→ **Problems to work on**:
[1] According to the commentary on anti-government rhetoric, how many unemployed workers are there for every available job?
[2] Copy out the commentary on anti-government rhetoric word for word, everything from "It’s BS. As" down to "lives in poverty.".

→ **Extracted text**:
Over the last thirty years, anti-government arguments by conservative pundits and politicians have gained prominence, and the rhetoric this 2012 campaign season seems more toxic than ever. Republicans are relentlessly pushing the notion that lower taxes, less regulation and small government (except for defense) will magically end the recession and create a better country, and “job creators” will lift all boats.
It’s BS. As Congressman Barney Frank recently said, “I’ve never seen a tax cut put out a fire. I’ve never seen a tax cut build a bridge.”
Americans benefit every day from government—from consumer protection to roads and bridges to food and safety regulation—even people who claim to hate an “activist government” are some of the prime beneficiaries of the safety net at a moment when there are still over four unemployed workers for every available job and nearly one in six Americans lives in poverty.
But the GOP has wagered its future on ruthlessly and relentlessly attacking government—it isn’t about to let reality get in the way of its crusade.

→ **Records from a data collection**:

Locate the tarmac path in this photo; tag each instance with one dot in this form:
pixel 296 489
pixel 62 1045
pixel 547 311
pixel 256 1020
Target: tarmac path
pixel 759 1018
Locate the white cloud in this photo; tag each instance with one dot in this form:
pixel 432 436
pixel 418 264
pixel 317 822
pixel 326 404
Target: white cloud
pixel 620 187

→ **Results**:
[1] Over four.

[2]
It’s BS. As Congressman Barney Frank recently said, “I’ve never seen a tax cut put out a fire. I’ve never seen a tax cut build a bridge.”
Americans benefit every day from government—from consumer protection to roads and bridges to food and safety regulation—even people who claim to hate an “activist government” are some of the prime beneficiaries of the safety net at a moment when there are still over four unemployed workers for every available job and nearly one in six Americans lives in poverty.